DATA FOR THIS TASK:
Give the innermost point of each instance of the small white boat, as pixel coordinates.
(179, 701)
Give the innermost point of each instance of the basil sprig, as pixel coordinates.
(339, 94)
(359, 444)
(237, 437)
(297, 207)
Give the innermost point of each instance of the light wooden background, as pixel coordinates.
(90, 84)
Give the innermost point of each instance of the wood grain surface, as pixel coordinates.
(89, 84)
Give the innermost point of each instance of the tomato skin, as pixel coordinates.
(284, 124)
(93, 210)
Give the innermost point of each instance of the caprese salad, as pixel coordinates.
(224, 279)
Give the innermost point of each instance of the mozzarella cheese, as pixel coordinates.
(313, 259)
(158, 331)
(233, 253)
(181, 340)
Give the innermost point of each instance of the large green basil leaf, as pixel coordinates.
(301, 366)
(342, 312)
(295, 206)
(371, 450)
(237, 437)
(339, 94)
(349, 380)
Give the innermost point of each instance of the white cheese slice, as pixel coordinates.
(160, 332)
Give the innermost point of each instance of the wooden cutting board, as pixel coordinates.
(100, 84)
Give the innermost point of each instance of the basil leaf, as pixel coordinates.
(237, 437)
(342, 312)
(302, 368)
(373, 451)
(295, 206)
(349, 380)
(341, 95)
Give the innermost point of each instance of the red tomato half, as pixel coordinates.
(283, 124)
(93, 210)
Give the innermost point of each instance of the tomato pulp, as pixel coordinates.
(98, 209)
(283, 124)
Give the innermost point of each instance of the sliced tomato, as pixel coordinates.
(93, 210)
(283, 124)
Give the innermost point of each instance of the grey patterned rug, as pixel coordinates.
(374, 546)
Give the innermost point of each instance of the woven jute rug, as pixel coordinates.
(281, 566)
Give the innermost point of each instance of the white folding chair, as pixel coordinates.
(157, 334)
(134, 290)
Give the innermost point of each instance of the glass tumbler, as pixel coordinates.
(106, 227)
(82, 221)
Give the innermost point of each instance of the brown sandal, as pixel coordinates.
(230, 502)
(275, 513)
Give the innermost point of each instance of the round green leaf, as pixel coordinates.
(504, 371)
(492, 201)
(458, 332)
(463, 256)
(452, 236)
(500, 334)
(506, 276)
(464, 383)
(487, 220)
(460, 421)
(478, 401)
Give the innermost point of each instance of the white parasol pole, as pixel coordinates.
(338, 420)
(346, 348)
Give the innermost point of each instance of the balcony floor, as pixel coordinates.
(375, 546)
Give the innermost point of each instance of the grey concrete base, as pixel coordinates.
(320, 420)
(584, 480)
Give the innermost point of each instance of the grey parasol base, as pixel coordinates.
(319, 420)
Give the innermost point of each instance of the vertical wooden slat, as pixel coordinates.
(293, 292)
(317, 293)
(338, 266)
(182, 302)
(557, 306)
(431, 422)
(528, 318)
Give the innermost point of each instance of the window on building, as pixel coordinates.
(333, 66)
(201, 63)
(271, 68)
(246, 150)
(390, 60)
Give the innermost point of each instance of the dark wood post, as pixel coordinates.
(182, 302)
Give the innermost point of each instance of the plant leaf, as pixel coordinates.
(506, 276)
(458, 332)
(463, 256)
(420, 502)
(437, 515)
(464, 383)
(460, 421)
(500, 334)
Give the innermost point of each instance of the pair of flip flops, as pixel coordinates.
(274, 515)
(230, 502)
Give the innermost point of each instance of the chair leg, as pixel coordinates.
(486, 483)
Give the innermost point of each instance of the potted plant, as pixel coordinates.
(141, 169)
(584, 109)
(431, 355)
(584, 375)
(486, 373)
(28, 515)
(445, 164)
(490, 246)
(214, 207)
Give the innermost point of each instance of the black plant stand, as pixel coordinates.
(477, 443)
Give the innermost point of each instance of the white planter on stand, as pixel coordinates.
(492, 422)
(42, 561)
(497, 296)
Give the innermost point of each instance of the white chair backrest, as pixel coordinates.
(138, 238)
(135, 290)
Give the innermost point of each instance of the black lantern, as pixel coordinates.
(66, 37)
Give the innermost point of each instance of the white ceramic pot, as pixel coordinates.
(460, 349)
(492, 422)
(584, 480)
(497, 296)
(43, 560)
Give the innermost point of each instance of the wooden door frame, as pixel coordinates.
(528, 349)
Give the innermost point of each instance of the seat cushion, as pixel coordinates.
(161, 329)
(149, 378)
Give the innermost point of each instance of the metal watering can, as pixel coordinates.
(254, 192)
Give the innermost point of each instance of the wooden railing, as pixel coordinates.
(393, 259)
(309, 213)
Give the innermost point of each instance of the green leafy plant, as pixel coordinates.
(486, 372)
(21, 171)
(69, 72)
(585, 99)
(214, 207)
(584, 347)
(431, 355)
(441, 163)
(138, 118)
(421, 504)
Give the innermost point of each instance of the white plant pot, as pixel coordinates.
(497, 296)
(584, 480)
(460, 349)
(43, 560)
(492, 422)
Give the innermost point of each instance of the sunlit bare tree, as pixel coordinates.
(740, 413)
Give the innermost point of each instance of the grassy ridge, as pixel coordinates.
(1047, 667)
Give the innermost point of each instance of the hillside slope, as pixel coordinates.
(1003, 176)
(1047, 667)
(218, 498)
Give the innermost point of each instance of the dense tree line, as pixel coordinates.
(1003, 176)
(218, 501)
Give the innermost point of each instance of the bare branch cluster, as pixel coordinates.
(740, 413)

TASK OBJECTIVE: Write out all of the items above word for word, leaving nothing out and changing nothing.

SOLUTION TO THIS PROBLEM:
Give the innermost point of each instance of the small white boat, as pixel coordinates.
(179, 701)
Give the innermost point of each instance of the basil sprig, as pixel coordinates.
(339, 94)
(359, 444)
(237, 437)
(297, 207)
Give the innermost point of each instance of the light wooden background, as pixel coordinates.
(90, 84)
Give the innermost point of each instance of the wood grain surface, as pixel coordinates.
(89, 84)
Give the innermost point of each instance of the tomato skin, as pixel coordinates.
(284, 124)
(93, 210)
Give the innermost point of each instance of the caprese salad, as pixel coordinates.
(224, 279)
Give the innermost point of each instance of the mozzarella cheese, as pixel coordinates.
(313, 259)
(158, 331)
(233, 253)
(181, 340)
Give the innermost point of each instance of the large green basil leaf, as pixel coordinates.
(301, 366)
(342, 312)
(295, 206)
(371, 450)
(237, 437)
(339, 94)
(349, 380)
Give the innermost point of each instance of the white cheese slice, as pixel coordinates.
(160, 332)
Give the innermost point of each instance of the wooden cutting board, as pixel coordinates.
(100, 84)
Give the innermost point of each instance of the basil leaf, as pixel coordinates.
(237, 437)
(342, 312)
(302, 368)
(373, 451)
(295, 206)
(349, 380)
(341, 95)
Give the innermost point of each instance of the red tomato half, as pixel coordinates.
(283, 124)
(93, 210)
Give the innermost point of each instance of the tomato pulp, as pixel coordinates.
(98, 209)
(283, 124)
Give the innermost point of each instance of the sliced tomato, as pixel coordinates.
(93, 210)
(283, 124)
Give the innermost point of each instance of the grey patterned rug, as pixel coordinates.
(374, 546)
Give the innermost point of each instance of the woven jute rug, as pixel coordinates.
(281, 566)
Give the innermost point of each instance of the white folding chair, as pixel coordinates.
(157, 334)
(134, 290)
Give the innermost point of each instance of the glass tumbler, as pixel coordinates.
(106, 227)
(82, 221)
Give the innermost point of each instance of the brown sandal, as pixel coordinates.
(230, 502)
(275, 513)
Give the innermost point of each instance of the round green leaf, as pixel coordinates.
(504, 371)
(492, 201)
(458, 332)
(463, 256)
(452, 236)
(500, 334)
(506, 276)
(464, 383)
(487, 220)
(460, 421)
(478, 401)
Give the innermost point of each instance of the white parasol pole, as pixel coordinates.
(338, 420)
(346, 348)
Give the innermost point of each instance of the balcony floor, as pixel coordinates.
(375, 546)
Give the innermost point of each instance of the grey concrete base, as pixel coordinates.
(320, 420)
(584, 480)
Give the innermost point of each instance of the grey parasol base, as pixel coordinates.
(319, 420)
Give the innermost point of each instance of the vertical wooden slat, as pixel coordinates.
(293, 292)
(317, 293)
(338, 266)
(182, 302)
(557, 306)
(431, 422)
(528, 318)
Give the innermost point of each instance of the window on building, as pixel coordinates.
(333, 66)
(201, 63)
(271, 68)
(246, 150)
(390, 60)
Give the innermost point of each instance of the dark wood post, as pixel coordinates.
(182, 302)
Give the innermost point of each instance of the plant leaf, as pixel coordinates.
(506, 276)
(458, 332)
(463, 256)
(420, 502)
(437, 515)
(464, 383)
(460, 421)
(500, 334)
Give the innermost point of each instance of the pair of flip flops, as pixel coordinates.
(274, 515)
(230, 502)
Give the innermost point of each instance of the chair leg, as pixel coordinates.
(486, 483)
Give the innermost point of each instance of the potted plant, as pixel coordinates.
(141, 169)
(584, 109)
(431, 355)
(584, 375)
(486, 373)
(28, 515)
(445, 164)
(490, 246)
(214, 207)
Give the innermost point of each instance of the black plant stand, as pixel coordinates.
(477, 443)
Give the innermost point of each instance of the white planter on stand, as pixel coordinates.
(492, 422)
(42, 561)
(497, 296)
Give the innermost point of each instance of the white chair backrest, as pixel coordinates.
(138, 238)
(135, 290)
Give the innermost point of each instance of the black lantern, as pixel coordinates.
(66, 37)
Give the innermost point of each instance of the white ceramic pot, as pixel coordinates.
(460, 349)
(492, 422)
(584, 480)
(497, 296)
(43, 560)
Give the innermost point of each instance of the wooden door frame, as pixel coordinates.
(528, 349)
Give the innermost point of each instance of the seat cushion, as pixel coordinates.
(161, 329)
(149, 378)
Give the innermost point of each instance of the metal watering can, as pixel coordinates.
(254, 192)
Give the innermost point of each instance of the wooden railing, as pixel coordinates.
(393, 259)
(309, 213)
Give the innermost point of each instance of the green leafy plant, as pixel coordinates.
(486, 372)
(21, 171)
(69, 72)
(585, 99)
(214, 207)
(584, 347)
(431, 355)
(441, 163)
(138, 118)
(421, 504)
Give the innermost point of each instance of the white plant pot, as pixel coordinates.
(497, 296)
(584, 480)
(460, 349)
(43, 560)
(492, 422)
Give the innermost point of each instance of the sunlit bare tree, as pixel coordinates.
(740, 413)
Give the innermost point of each instance of the grassy ridge, as pixel coordinates.
(1047, 667)
Give the innermost point of each instance of the hillside slope, as pixel coordinates.
(1003, 176)
(1047, 667)
(218, 498)
Give the innermost point of each instance of the dense tree line, as pixel coordinates.
(1003, 176)
(218, 501)
Give the innermost point of each instance of the bare branch cluster, as pixel coordinates.
(740, 413)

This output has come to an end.